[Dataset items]
§ §
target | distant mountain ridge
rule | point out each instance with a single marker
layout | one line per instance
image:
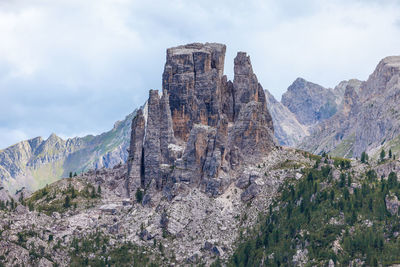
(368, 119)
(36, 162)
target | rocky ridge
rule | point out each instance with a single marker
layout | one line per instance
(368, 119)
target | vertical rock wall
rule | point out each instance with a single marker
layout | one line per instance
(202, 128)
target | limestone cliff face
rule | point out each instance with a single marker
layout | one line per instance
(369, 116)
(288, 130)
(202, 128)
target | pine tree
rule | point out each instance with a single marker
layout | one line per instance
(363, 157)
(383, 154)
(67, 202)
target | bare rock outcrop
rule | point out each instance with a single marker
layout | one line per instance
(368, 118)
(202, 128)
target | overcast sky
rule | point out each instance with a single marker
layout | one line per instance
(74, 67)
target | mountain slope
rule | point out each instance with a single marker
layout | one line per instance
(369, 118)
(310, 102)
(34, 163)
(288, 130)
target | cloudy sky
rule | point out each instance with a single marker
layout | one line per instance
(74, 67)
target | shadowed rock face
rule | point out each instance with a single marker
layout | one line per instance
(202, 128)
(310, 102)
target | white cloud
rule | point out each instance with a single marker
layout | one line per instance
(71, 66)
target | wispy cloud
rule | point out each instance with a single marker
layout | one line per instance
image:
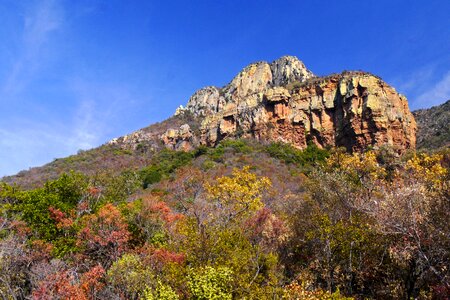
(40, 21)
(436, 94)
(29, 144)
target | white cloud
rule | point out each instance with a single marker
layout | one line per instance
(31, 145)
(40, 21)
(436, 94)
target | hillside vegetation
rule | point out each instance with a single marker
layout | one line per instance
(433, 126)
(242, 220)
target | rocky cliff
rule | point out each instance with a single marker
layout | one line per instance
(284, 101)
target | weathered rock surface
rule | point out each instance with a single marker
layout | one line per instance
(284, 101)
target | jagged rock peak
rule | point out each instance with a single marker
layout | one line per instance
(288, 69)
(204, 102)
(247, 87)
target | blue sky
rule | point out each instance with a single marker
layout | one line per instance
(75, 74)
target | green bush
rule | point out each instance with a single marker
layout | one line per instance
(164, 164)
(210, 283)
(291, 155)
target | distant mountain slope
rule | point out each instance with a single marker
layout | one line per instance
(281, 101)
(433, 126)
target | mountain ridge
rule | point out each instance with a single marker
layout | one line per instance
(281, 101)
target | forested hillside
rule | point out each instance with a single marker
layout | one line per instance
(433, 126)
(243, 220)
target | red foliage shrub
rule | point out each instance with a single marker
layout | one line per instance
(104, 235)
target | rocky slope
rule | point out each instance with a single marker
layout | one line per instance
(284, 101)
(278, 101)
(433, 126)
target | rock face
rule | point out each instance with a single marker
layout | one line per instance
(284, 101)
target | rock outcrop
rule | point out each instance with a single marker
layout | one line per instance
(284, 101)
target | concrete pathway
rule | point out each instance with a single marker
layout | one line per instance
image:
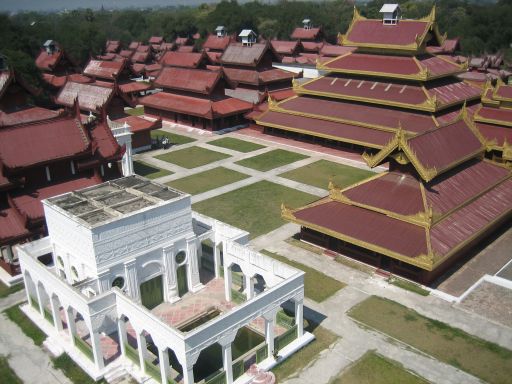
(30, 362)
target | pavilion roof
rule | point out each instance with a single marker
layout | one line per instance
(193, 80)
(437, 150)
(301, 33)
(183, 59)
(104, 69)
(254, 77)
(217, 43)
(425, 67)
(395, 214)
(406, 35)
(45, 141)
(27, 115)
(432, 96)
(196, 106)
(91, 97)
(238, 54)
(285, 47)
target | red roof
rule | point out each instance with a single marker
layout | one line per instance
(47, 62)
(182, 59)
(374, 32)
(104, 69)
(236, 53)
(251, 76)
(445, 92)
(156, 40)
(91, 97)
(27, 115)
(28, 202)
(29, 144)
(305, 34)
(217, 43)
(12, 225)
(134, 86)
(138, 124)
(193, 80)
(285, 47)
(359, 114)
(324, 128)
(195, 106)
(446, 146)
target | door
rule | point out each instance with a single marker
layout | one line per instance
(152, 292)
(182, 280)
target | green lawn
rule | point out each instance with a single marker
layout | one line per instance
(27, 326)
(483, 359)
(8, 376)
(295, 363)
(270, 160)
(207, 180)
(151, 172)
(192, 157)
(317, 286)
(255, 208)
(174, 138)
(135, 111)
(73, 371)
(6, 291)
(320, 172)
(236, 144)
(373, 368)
§ §
Please reproduce the data above with "point out" swapped for "indicate" wherever it occurs, changing nothing else, and leave out the pictures.

*Task response*
target | distant mountain ridge
rule | indicate each instance with a single marker
layout | one line per instance
image:
(368, 119)
(36, 162)
target | rocky ridge
rule | indicate each instance with a single marker
layout | one line per instance
(368, 119)
target | vertical rock wall
rule | indicate each instance with a single marker
layout | one line per instance
(202, 128)
target | limestone cliff face
rule | indicate each instance with a single marker
layout | one line per instance
(369, 116)
(288, 130)
(202, 128)
target | pine tree
rule | indicate each instance with a single marker
layout | one line per instance
(363, 157)
(383, 154)
(67, 202)
target | bare rock outcrop
rule | indicate each instance with a single marker
layout | one line per instance
(368, 118)
(202, 128)
target | overcast sky
rule | indicate each instance with a single marker
layout | one line per instance
(74, 67)
target | mountain slope
rule | indicate each instance with a single marker
layout | one line per instance
(369, 118)
(310, 102)
(34, 163)
(288, 130)
target | cloudy sky
rule | indicate each instance with a single marker
layout | one line per instance
(74, 67)
target | shadowed rock face
rule | indicate each instance with a single marker
layout | one line per instance
(202, 128)
(310, 102)
target | white cloud
rule | indicate each instance with a single marker
layout | one line per instance
(71, 66)
target | wispy cloud
rule | indicate each instance with a single marker
layout | one line per instance
image:
(40, 21)
(436, 94)
(29, 144)
target | white cloud
rule | indicate each instance with a single marker
layout | one line per instance
(31, 145)
(40, 21)
(436, 94)
target | hillside vegetation
rule | indicate each instance with a single marker
layout | one line per instance
(433, 126)
(242, 220)
target | rocky cliff
rule | indicate each instance with a single marker
layout | one line per instance
(284, 101)
target | weathered rock surface
rule | indicate each instance with a single marker
layout | one line per instance
(284, 101)
target | jagged rock peak
rule | indicate each instance with a single marker
layout | one line per instance
(288, 69)
(204, 102)
(247, 87)
target | blue sky
rule | indicate each instance with a single marker
layout | one line per instance
(75, 74)
target | green bush
rule | indicate each instance with a single marker
layout | one line per instance
(164, 164)
(210, 283)
(291, 155)
target | distant mountain slope
rule | indicate each instance with a single marker
layout | one line per instance
(281, 101)
(433, 126)
target | mountain ridge
rule | indicate each instance with a single marker
layout | one line per instance
(281, 101)
target | forested hillside
rule | indicate each instance with a single marker
layout | one line per instance
(433, 126)
(243, 220)
target | red foliage shrub
rule | indicate each instance with a single marker
layout | one line per instance
(104, 235)
target | rocky slope
rule | indicate each instance with a single marker
layout | one line per instance
(284, 101)
(278, 101)
(433, 126)
target | rock face
rule | indicate each instance with a single marker
layout | one line per instance
(284, 101)
target | rock outcrop
rule | indicate each instance with a single marker
layout | one line per instance
(284, 101)
target | concrete pathway
rule | indicate each instance with a single marker
layout | one line per instance
image:
(30, 362)
target | pavilion roof
rule | indicate each instance with a single marker
layout | one line per instance
(193, 80)
(437, 150)
(301, 33)
(183, 59)
(104, 69)
(254, 77)
(217, 43)
(425, 67)
(395, 214)
(406, 35)
(45, 141)
(27, 115)
(432, 96)
(196, 106)
(91, 97)
(238, 54)
(285, 47)
target | red roof
rule | indicate each instance with a single marker
layout | one line per instance
(47, 62)
(182, 59)
(374, 32)
(104, 69)
(236, 53)
(251, 76)
(445, 92)
(156, 40)
(91, 97)
(27, 115)
(28, 202)
(29, 144)
(305, 34)
(217, 43)
(12, 225)
(134, 86)
(138, 124)
(193, 80)
(285, 47)
(359, 114)
(324, 128)
(195, 106)
(446, 146)
target | door
rule | indicate each instance with a single marker
layout | one line per instance
(152, 292)
(182, 280)
target | green lawn
rule | indicate each instance with a single marker
layout | one line per instance
(27, 326)
(483, 359)
(8, 376)
(295, 363)
(270, 160)
(207, 180)
(151, 172)
(192, 157)
(317, 286)
(255, 208)
(174, 138)
(135, 111)
(73, 371)
(6, 291)
(320, 172)
(236, 144)
(373, 368)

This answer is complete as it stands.